*Text provided*.
[START]

Hey ABC & Susan Butler, Please Don’t Ever Call Me A ‘Boong’ Again.
First of all I need to say that I am a big fan of lexicography, I find it to be a fascinating art/science, and generally speaking if you are in a semantic argument with a lexicographer then you better bring your A-game.
First of all I need to say that I am a big fan of lexicography, I find it to be a fascinating art/science, and generally speaking if you are in a semantic argument with a lexicographer then you better bring your A-game.
In case you don’t know, lexicography is the art or craft of writing or compiling definitions for a dictionary. At least that’s what it said in some random online dictionary I just looked it up in, so it must be.
Obviously, a modern day lexicographer would more regularly review, update or edit a definition for a word rather than write definitions for all the words in a dictionary as most words would have still functioning definitions written long before they took the job.
Even so, when a lexicographer speaks about word meanings or language use, most lay people would feel safe in taking them at face value. It’s only if you have some specialist or personal knowledge of the issue being discussed that you may raise an eyebrow, or attempt to offer a clarification or objection.
However, when the editor of the Macquarie Dictionary, Susan Butler, wrote an article for The Drum titled “By saying ‘Negro’, Eric Abetz has revealed the complications of taboo’, my eyebrows weren’t merely raised, they nearly jumped off my head in their desire to march towards the Macquarie Dictionary offices and hold a silent furrowed protest out the front.
In her article she wrote ‘If you are a boong you can refer to another Aborigine as a boong’.
No, honestly, she did… she actually wrote that.

[END]

*Instructions*.
(A) According to the piece about the word "boong," who is the editor of the Macquarie Dictionary?
(B) Reproduce the passage from the piece about the word "boong," starting at "In case you" and ending at "it must be.".
The records that follow the text come from a separate source.

*Extracted information*.
[START]

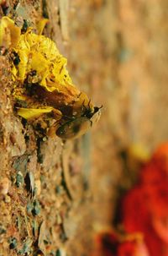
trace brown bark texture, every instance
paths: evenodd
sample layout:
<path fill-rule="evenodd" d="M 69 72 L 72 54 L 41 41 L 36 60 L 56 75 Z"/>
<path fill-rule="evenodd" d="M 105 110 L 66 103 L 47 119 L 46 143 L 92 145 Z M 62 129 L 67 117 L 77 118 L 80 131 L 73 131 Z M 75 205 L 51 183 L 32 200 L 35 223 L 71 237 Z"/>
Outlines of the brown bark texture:
<path fill-rule="evenodd" d="M 39 139 L 13 109 L 8 57 L 0 56 L 0 256 L 90 255 L 129 182 L 121 153 L 167 139 L 167 1 L 0 3 L 0 16 L 18 22 L 48 18 L 44 35 L 67 57 L 74 84 L 103 106 L 82 138 Z"/>

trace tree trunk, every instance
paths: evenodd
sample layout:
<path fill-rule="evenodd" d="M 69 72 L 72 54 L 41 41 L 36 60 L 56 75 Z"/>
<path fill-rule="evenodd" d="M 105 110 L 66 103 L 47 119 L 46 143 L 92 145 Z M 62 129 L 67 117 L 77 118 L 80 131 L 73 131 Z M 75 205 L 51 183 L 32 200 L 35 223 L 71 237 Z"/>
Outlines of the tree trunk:
<path fill-rule="evenodd" d="M 103 106 L 82 138 L 39 139 L 13 109 L 0 56 L 0 255 L 90 255 L 95 233 L 111 226 L 121 153 L 167 139 L 165 3 L 0 1 L 0 15 L 18 23 L 49 19 L 44 34 L 67 57 L 74 84 Z"/>

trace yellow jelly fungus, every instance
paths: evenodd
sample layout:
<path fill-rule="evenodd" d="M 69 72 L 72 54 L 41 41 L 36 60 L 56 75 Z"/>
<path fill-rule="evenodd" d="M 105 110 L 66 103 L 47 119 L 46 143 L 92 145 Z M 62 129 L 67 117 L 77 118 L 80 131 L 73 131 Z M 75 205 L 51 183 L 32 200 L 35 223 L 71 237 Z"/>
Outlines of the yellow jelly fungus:
<path fill-rule="evenodd" d="M 40 20 L 35 34 L 30 27 L 21 33 L 8 17 L 0 20 L 0 46 L 8 48 L 11 54 L 15 106 L 25 119 L 52 112 L 48 117 L 56 121 L 56 134 L 62 139 L 76 138 L 99 118 L 100 108 L 93 106 L 72 84 L 66 58 L 53 41 L 41 35 L 47 22 Z"/>
<path fill-rule="evenodd" d="M 21 30 L 8 17 L 3 17 L 0 21 L 0 46 L 14 47 L 18 45 Z"/>
<path fill-rule="evenodd" d="M 53 111 L 52 106 L 47 106 L 45 108 L 24 108 L 19 107 L 18 114 L 25 119 L 35 118 L 41 116 L 44 113 L 50 113 Z"/>

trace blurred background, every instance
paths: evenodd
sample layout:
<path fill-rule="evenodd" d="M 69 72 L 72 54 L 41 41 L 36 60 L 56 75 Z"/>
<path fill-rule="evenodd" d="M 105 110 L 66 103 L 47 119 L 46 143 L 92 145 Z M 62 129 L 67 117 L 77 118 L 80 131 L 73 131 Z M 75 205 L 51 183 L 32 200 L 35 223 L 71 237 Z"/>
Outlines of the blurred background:
<path fill-rule="evenodd" d="M 82 138 L 38 143 L 1 56 L 0 254 L 168 256 L 168 2 L 3 0 L 3 15 L 48 18 L 74 84 L 103 107 Z"/>
<path fill-rule="evenodd" d="M 89 205 L 92 210 L 87 210 L 87 218 L 97 233 L 114 226 L 118 226 L 118 223 L 122 222 L 121 199 L 139 182 L 142 166 L 168 139 L 167 9 L 168 3 L 164 0 L 70 3 L 68 50 L 71 74 L 75 84 L 92 95 L 95 105 L 103 106 L 100 121 L 91 134 L 84 138 L 85 150 L 91 152 L 89 159 L 84 158 L 85 166 L 91 165 L 89 179 L 92 193 Z M 152 172 L 150 175 L 153 177 Z M 167 196 L 168 191 L 165 190 Z M 159 197 L 156 201 L 160 199 Z M 136 211 L 135 202 L 132 204 Z M 129 210 L 127 205 L 124 207 L 123 211 Z M 130 212 L 130 218 L 136 217 L 131 216 Z M 149 218 L 150 223 L 152 215 Z M 84 225 L 87 220 L 85 217 Z M 152 236 L 152 227 L 149 230 Z M 88 229 L 85 231 L 88 232 Z M 168 229 L 164 231 L 168 236 Z M 86 232 L 83 236 L 82 244 L 83 239 L 87 240 Z M 160 242 L 159 237 L 154 238 L 155 244 Z M 154 243 L 154 251 L 149 251 L 149 254 L 146 251 L 118 253 L 112 249 L 118 247 L 114 244 L 109 254 L 105 250 L 99 253 L 167 255 L 168 244 L 164 245 L 164 249 L 160 245 L 157 251 Z"/>

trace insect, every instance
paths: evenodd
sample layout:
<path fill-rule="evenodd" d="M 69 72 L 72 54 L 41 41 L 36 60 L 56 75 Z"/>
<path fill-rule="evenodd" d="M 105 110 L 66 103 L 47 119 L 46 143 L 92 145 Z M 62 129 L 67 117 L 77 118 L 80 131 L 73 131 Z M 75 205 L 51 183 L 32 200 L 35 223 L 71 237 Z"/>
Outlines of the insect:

[END]

*Answers to the exercises*.
(A) Susan Butler.

(B)
In case you don’t know, lexicography is the art or craft of writing or compiling definitions for a dictionary. At least that’s what it said in some random online dictionary I just looked it up in, so it must be.